- **SHORT TASK**
Arrange the listing below as a Markdown table with two columns, "Row" and "Line". Number each row and leave out blank lines.

(Records from a data collection)
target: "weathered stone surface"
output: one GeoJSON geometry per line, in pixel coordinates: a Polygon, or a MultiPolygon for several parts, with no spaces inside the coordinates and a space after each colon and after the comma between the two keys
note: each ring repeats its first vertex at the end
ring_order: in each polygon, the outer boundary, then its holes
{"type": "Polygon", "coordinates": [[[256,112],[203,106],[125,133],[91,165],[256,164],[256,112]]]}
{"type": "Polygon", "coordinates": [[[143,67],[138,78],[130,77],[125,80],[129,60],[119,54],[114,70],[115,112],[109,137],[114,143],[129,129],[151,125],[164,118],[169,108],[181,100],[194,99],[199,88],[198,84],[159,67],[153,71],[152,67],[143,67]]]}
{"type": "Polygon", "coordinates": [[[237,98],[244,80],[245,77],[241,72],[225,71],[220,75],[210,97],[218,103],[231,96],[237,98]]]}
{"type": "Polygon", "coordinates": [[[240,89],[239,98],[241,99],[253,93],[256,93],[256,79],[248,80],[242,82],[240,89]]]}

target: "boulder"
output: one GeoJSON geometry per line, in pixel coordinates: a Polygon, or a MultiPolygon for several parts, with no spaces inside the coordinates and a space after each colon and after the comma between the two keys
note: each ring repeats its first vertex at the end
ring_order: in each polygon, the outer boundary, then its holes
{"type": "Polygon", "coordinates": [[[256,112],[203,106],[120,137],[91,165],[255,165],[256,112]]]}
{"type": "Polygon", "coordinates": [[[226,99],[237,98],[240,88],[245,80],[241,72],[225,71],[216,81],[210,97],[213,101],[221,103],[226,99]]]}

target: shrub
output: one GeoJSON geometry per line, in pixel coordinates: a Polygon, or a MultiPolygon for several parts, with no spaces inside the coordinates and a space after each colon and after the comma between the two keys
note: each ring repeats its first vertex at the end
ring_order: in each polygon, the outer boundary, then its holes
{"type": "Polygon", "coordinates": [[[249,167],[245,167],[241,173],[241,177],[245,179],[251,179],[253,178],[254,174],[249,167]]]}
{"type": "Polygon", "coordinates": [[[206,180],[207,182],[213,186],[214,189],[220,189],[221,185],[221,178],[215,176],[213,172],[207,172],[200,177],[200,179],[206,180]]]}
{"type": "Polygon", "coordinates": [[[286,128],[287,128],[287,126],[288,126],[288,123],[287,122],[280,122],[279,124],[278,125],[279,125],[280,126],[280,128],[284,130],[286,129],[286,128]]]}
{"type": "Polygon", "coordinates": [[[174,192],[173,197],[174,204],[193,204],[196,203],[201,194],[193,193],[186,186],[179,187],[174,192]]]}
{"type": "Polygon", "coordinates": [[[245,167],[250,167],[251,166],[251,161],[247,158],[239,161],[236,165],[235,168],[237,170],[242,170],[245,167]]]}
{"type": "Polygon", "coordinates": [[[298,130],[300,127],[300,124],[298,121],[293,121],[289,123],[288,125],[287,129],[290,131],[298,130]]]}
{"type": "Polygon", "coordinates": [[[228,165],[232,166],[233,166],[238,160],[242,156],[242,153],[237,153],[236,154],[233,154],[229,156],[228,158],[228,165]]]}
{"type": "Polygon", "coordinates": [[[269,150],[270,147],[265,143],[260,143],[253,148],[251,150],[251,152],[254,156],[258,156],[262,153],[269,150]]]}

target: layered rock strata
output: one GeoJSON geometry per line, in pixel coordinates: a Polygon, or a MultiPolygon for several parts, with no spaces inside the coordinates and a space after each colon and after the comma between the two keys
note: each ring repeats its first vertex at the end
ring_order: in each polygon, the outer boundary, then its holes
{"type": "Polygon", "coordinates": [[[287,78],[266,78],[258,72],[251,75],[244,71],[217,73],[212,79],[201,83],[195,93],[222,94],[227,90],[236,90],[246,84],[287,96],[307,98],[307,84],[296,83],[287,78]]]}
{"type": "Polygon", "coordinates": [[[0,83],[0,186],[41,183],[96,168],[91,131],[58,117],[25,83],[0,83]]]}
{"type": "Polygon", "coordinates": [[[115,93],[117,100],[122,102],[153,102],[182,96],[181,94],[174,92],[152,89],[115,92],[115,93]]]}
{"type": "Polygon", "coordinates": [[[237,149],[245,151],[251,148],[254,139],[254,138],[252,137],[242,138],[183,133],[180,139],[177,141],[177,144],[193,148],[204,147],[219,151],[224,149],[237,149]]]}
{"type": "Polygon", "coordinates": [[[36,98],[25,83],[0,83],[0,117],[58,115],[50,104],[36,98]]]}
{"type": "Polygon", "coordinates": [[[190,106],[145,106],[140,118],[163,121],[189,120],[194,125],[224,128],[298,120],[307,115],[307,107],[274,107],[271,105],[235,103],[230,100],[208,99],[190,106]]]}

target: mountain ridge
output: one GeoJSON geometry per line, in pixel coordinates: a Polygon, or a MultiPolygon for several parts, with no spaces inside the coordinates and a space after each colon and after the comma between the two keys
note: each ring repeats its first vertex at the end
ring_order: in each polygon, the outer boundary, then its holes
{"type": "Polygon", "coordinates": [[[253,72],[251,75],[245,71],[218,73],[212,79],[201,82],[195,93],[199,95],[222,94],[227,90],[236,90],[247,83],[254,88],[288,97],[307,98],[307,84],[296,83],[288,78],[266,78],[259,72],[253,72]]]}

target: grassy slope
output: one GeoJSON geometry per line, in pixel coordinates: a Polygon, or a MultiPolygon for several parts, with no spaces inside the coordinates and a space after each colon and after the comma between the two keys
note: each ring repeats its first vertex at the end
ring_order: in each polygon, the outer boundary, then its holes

- **ANSWER IN FULL**
| Row | Line |
|---|---|
| 1 | target: "weathered stone surface" |
| 2 | output: one GeoJSON geometry per line, in pixel coordinates: a Polygon, or a MultiPolygon for several parts, with no spaces inside the coordinates and a space after each colon and after the comma between the two keys |
| 3 | note: each ring repeats its first vertex at the end |
| 4 | ring_order: in each polygon, the outer boundary, then its holes |
| 5 | {"type": "Polygon", "coordinates": [[[256,112],[203,106],[125,133],[91,165],[256,164],[256,112]]]} |
| 6 | {"type": "Polygon", "coordinates": [[[143,67],[138,78],[130,77],[125,80],[129,60],[119,54],[114,70],[115,112],[109,137],[114,143],[129,129],[151,125],[164,118],[169,108],[181,100],[194,99],[199,88],[198,84],[159,67],[153,71],[152,67],[143,67]]]} |
| 7 | {"type": "Polygon", "coordinates": [[[237,98],[244,80],[245,77],[241,72],[225,71],[220,75],[210,97],[218,103],[231,96],[237,98]]]} |
| 8 | {"type": "Polygon", "coordinates": [[[240,89],[239,98],[241,99],[253,93],[256,93],[256,79],[248,80],[242,82],[240,89]]]} |
| 9 | target: "boulder" |
| 10 | output: one GeoJSON geometry per line, in pixel coordinates: a Polygon, or a MultiPolygon for several parts, with no spaces inside the coordinates and a space after each colon and after the comma between the two keys |
| 11 | note: each ring repeats its first vertex at the end |
| 12 | ring_order: in each polygon, the outer boundary, then its holes |
| 13 | {"type": "Polygon", "coordinates": [[[256,112],[203,106],[120,137],[91,165],[255,165],[256,112]]]} |
| 14 | {"type": "Polygon", "coordinates": [[[226,99],[237,98],[240,88],[245,80],[241,72],[225,71],[216,81],[210,97],[213,101],[221,103],[226,99]]]} |
| 15 | target: shrub |
| 16 | output: one GeoJSON geometry per line, in pixel coordinates: a Polygon, or a MultiPolygon for several parts, with no spaces inside the coordinates and a space after each colon and after the comma between the two keys |
| 17 | note: each ring repeats its first vertex at the end |
| 18 | ring_order: in each polygon, the outer boundary, then its holes |
| 19 | {"type": "Polygon", "coordinates": [[[249,167],[245,167],[241,173],[241,177],[245,179],[251,179],[253,178],[254,174],[249,167]]]} |
| 20 | {"type": "Polygon", "coordinates": [[[206,180],[207,182],[213,186],[214,189],[220,189],[221,185],[221,178],[215,176],[213,172],[207,172],[200,177],[200,179],[206,180]]]} |
| 21 | {"type": "Polygon", "coordinates": [[[286,128],[287,128],[287,126],[288,126],[288,123],[287,122],[280,122],[279,124],[278,125],[279,125],[280,126],[280,128],[284,130],[286,129],[286,128]]]} |
| 22 | {"type": "Polygon", "coordinates": [[[174,192],[173,197],[174,204],[193,204],[196,203],[201,194],[193,193],[186,186],[179,187],[174,192]]]} |
| 23 | {"type": "Polygon", "coordinates": [[[245,167],[250,167],[251,166],[251,161],[247,158],[239,161],[236,165],[235,168],[237,170],[242,170],[245,167]]]} |
| 24 | {"type": "Polygon", "coordinates": [[[298,130],[300,127],[300,124],[298,121],[293,121],[289,123],[288,125],[287,129],[290,131],[298,130]]]} |
| 25 | {"type": "Polygon", "coordinates": [[[228,165],[232,166],[233,166],[238,160],[242,156],[242,153],[237,153],[236,154],[233,154],[229,156],[228,158],[228,165]]]} |
| 26 | {"type": "Polygon", "coordinates": [[[269,150],[270,147],[265,143],[260,143],[253,148],[251,150],[251,152],[254,156],[258,156],[262,153],[269,150]]]} |
| 27 | target: layered rock strata |
| 28 | output: one GeoJSON geometry per line, in pixel coordinates: a Polygon, or a MultiPolygon for several parts, with no spaces inside the coordinates and a space after each colon and after the comma between the two keys |
| 29 | note: each ring repeats its first vertex at the end |
| 30 | ring_order: in each polygon, the outer boundary, then its holes |
| 31 | {"type": "Polygon", "coordinates": [[[287,78],[266,78],[258,72],[251,75],[244,71],[217,73],[212,79],[201,83],[195,93],[222,94],[227,90],[236,90],[246,84],[287,96],[307,98],[307,84],[296,83],[287,78]]]} |
| 32 | {"type": "Polygon", "coordinates": [[[0,83],[0,186],[41,183],[96,168],[91,131],[58,117],[25,83],[0,83]]]} |
| 33 | {"type": "Polygon", "coordinates": [[[115,93],[117,100],[122,102],[153,102],[182,96],[181,94],[174,92],[152,89],[115,92],[115,93]]]} |
| 34 | {"type": "Polygon", "coordinates": [[[237,149],[245,151],[251,148],[254,139],[254,138],[252,137],[242,138],[183,133],[180,139],[177,141],[177,144],[193,148],[204,147],[219,151],[224,149],[237,149]]]} |
| 35 | {"type": "Polygon", "coordinates": [[[36,98],[25,83],[0,83],[0,117],[58,115],[50,104],[36,98]]]} |
| 36 | {"type": "Polygon", "coordinates": [[[190,106],[145,106],[140,118],[163,121],[189,120],[194,125],[224,128],[298,120],[307,115],[307,107],[274,107],[271,105],[235,103],[230,100],[208,99],[190,106]]]} |
| 37 | target: mountain ridge |
| 38 | output: one GeoJSON geometry per line, in pixel coordinates: a Polygon, or a MultiPolygon for several parts, with no spaces inside the coordinates and a space after each colon and after the comma between the two keys |
| 39 | note: each ring repeats its first vertex at the end |
| 40 | ring_order: in each polygon, the outer boundary, then its holes |
| 41 | {"type": "Polygon", "coordinates": [[[253,72],[251,75],[245,71],[218,73],[212,79],[201,82],[195,93],[199,95],[222,94],[227,90],[236,90],[247,83],[254,88],[288,97],[307,98],[307,84],[296,83],[288,78],[266,78],[259,72],[253,72]]]} |
| 42 | target: grassy slope |
| 43 | output: one GeoJSON geometry per line, in pixel coordinates: a Polygon, or a MultiPolygon for several parts, with no spaces inside the coordinates and a space after each colon and after the comma between the two keys |
| 44 | note: each ring repeats its first vertex at the end |
| 45 | ring_order: in each polygon, the outer boundary, then its holes |